Horsemint (Monarda punctata L.) is a wild mint that grows in East Texas and much of the rest of the eastern United States. It has a pretty purple flower and a strong medicinal odor. Pictured below: Wild horsemint
My old survival mentor, who taught me so much about the wild plants of East Texas, told me to never drink horsemint tea; that it is much too strong. If you smell a batch of this “tea” brewing, believe me, you won’t be tempted to drink it. But he did show me how to make a good muscle rub, kind of a survivalist Ben-Gay ointment, out of horsemint. Here’s how you do it.
Gather a couple of handfuls of horsemint leaves.
Bring about two cups of water to a boil, drop in the horsemint leaves, turn off the stove, cover the pot, and let the leaves steep for about fifteen minutes.
While the horsemint is steeping, take a cup of vegetable shortening or lard and melt it in a small cook pot over a low flame. Don’t overheat the shortening. Just warm it until it melts.
When your horsemint “tea” has brewed pour a half cup of it through a tea strainer into the melted shortening.

Records in a dataset:

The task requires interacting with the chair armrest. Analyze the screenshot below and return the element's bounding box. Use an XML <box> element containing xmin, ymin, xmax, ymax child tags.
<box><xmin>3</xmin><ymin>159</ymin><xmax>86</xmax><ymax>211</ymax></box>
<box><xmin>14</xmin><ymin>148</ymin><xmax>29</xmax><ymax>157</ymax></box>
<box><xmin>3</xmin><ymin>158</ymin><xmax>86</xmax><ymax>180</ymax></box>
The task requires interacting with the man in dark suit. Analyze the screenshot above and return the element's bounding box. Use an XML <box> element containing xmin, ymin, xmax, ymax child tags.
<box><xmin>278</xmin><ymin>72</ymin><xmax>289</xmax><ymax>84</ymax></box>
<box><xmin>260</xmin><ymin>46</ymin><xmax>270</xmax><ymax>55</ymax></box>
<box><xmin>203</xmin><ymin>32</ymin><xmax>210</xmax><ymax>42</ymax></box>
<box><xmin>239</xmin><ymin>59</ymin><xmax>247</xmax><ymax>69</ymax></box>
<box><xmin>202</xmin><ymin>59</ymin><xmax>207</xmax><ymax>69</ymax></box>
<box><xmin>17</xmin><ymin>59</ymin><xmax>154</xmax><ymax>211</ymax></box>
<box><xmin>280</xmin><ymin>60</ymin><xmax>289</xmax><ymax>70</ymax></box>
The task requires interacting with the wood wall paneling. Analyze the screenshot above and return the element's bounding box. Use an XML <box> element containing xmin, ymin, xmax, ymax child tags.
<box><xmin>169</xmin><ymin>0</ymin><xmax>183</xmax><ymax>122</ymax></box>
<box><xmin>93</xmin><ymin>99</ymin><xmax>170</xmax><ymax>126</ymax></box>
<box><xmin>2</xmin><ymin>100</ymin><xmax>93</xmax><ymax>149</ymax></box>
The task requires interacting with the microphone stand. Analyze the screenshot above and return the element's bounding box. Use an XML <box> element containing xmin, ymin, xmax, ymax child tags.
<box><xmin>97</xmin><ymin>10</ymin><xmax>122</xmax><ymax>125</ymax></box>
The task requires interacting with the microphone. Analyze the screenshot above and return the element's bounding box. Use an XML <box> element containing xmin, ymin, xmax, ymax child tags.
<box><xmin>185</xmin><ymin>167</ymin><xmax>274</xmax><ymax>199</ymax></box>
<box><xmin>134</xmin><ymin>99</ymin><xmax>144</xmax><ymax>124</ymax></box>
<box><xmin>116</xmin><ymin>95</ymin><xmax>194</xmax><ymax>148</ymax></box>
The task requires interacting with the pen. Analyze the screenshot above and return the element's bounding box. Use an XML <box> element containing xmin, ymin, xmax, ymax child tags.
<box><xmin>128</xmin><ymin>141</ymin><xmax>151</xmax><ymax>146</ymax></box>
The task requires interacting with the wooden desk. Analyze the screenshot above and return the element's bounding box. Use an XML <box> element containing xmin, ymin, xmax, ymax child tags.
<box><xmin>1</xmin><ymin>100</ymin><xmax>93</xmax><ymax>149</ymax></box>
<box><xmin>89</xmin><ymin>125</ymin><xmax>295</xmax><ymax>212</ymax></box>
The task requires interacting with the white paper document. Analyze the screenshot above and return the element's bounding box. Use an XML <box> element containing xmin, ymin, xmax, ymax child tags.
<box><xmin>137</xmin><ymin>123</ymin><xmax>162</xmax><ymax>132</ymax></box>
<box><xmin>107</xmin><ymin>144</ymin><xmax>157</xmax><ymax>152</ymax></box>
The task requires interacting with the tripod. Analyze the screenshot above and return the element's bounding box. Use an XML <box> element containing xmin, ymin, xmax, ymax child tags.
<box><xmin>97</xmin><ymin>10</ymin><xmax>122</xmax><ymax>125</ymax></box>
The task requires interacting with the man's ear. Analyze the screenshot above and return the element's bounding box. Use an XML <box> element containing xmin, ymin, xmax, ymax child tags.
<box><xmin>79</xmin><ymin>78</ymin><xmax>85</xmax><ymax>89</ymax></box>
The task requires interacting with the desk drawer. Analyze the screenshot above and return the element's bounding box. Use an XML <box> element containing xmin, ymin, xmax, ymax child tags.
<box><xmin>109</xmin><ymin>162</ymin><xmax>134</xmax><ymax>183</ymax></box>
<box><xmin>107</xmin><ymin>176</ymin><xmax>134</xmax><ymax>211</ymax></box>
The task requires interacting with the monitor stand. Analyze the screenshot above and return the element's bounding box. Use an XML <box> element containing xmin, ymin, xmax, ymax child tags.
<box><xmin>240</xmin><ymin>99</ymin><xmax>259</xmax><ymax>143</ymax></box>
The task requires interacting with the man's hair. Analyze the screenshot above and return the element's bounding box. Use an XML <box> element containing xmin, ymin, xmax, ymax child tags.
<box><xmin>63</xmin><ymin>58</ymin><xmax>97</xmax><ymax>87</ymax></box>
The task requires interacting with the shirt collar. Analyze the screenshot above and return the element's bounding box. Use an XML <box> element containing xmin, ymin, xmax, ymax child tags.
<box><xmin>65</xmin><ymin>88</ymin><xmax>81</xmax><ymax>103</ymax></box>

What to work on: Please write the next part of the horsemint muscle rub instructions, picking up right after the last sentence shown.

Task answer:
Stir the two together and then set aside to let it cool. The tea and the shortening will separate as they cool, but that’s OK. The oil in the horse mint, which is the active ingredient, will mix into the shortening. Take a fork and kind of whip the mixture together. It should be about the consistency of thin yogurt.
Now pour the mixture off into a jar a put a lid on it.
If you have sore muscles just take your liniment jar, shake it up to mix it back together, and rub a little liniment onto your muscles to help ease the pain. Be forewarned that this is pretty greasy; not like the stuff that you buy at the store, so use it sparingly.